THE INPUT:
....
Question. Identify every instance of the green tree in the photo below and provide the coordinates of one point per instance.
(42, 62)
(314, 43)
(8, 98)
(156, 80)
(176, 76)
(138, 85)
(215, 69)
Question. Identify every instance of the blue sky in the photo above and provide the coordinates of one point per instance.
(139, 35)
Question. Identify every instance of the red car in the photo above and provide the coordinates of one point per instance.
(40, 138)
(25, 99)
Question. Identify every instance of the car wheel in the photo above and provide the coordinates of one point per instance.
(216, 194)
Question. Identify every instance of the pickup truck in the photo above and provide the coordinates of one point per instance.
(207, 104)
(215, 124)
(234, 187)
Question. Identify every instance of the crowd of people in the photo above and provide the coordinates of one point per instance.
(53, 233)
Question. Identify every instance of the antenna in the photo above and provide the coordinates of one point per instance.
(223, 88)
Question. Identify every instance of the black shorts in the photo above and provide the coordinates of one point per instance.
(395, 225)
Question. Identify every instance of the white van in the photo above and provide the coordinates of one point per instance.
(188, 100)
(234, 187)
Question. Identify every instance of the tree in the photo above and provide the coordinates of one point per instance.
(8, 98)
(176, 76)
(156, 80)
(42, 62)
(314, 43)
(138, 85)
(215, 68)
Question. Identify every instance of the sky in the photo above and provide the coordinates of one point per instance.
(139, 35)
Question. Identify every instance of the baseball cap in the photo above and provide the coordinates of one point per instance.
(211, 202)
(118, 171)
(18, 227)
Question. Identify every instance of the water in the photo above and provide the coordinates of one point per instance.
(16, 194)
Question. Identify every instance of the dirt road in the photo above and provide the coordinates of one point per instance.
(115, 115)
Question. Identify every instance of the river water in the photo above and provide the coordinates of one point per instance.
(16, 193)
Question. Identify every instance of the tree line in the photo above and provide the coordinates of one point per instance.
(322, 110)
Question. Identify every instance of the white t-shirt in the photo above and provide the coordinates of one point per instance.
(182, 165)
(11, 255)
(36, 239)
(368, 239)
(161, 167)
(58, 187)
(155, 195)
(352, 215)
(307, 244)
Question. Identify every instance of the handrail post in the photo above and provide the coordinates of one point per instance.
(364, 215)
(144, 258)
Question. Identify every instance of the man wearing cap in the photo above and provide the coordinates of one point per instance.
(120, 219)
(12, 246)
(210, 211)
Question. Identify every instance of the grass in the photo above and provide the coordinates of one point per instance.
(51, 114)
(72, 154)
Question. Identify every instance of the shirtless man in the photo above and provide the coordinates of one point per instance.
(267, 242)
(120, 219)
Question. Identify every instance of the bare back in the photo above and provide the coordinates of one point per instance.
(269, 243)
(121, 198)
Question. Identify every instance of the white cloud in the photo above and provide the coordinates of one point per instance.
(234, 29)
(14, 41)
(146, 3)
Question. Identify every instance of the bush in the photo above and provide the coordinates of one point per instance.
....
YOUR TASK:
Output every line of the rows above as a JSON list of strings, one string per line, with blank lines omitted.

FINISHED TASK:
[
  "Question. Identify every instance of the green tree in the photo below and provide the coordinates of one point per instance.",
  "(42, 62)",
  "(314, 43)",
  "(8, 98)",
  "(156, 80)",
  "(176, 76)",
  "(138, 85)",
  "(215, 69)",
  "Question. Identify every instance of the blue sky in the photo above and provide the coordinates of one point per instance.",
  "(139, 35)",
  "Question. Identify every instance of the red car in the photo above and provide the coordinates of one point per instance.",
  "(40, 138)",
  "(25, 99)",
  "Question. Identify every instance of the car wheel in the photo above and provide the coordinates of one point per instance.",
  "(216, 194)",
  "Question. Identify every instance of the pickup truck in the photo above and provide the coordinates of one point per instance.",
  "(207, 104)",
  "(215, 124)",
  "(234, 187)",
  "Question. Identify every instance of the crowd of people in the photo above and provide the coordinates of one point per instance.",
  "(53, 233)",
  "Question. Identify every instance of the antenna in the photo above and provide the coordinates of one point per instance.",
  "(223, 88)",
  "Question. Identify every instance of the black shorts in the photo above and provide the coordinates of one point per instance.",
  "(395, 225)",
  "Question. Identify every instance of the white van in the photo above and provide the coordinates of one point per instance.",
  "(188, 100)",
  "(234, 187)",
  "Question. Identify every instance of the tree in the photo above and provide the coordinates of one point per instance.",
  "(8, 98)",
  "(176, 76)",
  "(156, 80)",
  "(42, 62)",
  "(314, 43)",
  "(138, 85)",
  "(215, 68)",
  "Question. Identify every instance of the sky in the photo above and provide the coordinates of one point per instance.",
  "(139, 35)",
  "Question. Identify every instance of the baseball cap in the photo above and provide the coordinates of one point per instance.",
  "(211, 202)",
  "(118, 171)",
  "(18, 227)",
  "Question. Identify every instance of the water in the photo above and provide the coordinates of one point per instance.",
  "(16, 194)",
  "Question. Identify every instance of the dirt road in the photo above and provide the coordinates of one point per instance.",
  "(115, 115)",
  "Question. Identify every instance of the river water in the photo above and provide the coordinates of one point per instance.",
  "(16, 193)",
  "Question. Identify every instance of the tree line in the photo above and provide the coordinates of one point per instance.",
  "(322, 110)",
  "Question. Identify every instance of the white t-shirt in the photo above and provide the coordinates of one point per instance.",
  "(182, 165)",
  "(11, 255)",
  "(36, 239)",
  "(368, 239)",
  "(161, 167)",
  "(58, 187)",
  "(155, 195)",
  "(352, 215)",
  "(307, 244)",
  "Question. Identify every instance of the handrail post in the photo above and provide the coordinates of one point per instance.",
  "(364, 215)",
  "(144, 258)",
  "Question. Identify every instance of the man wearing cap in the photo above and provide the coordinates of one point per instance.",
  "(120, 219)",
  "(12, 246)",
  "(210, 211)",
  "Question. Identify every instance of the grass in the photo above and provide the coordinates of one point per instance.",
  "(51, 114)",
  "(72, 154)",
  "Question. Identify every instance of the shirtless man in the photo above and provide the coordinates of one point per instance.",
  "(267, 242)",
  "(120, 219)",
  "Question. Identify every instance of the bare back in the photo above and provide the coordinates of one point per instance.",
  "(269, 243)",
  "(121, 198)",
  "Question. Identify every instance of the white cloud in the photo above and provide the coordinates of one point per instance.",
  "(234, 29)",
  "(14, 41)",
  "(146, 3)",
  "Question. Identify every instance of the bush in the photo above and provide the coordinates of one point per instance."
]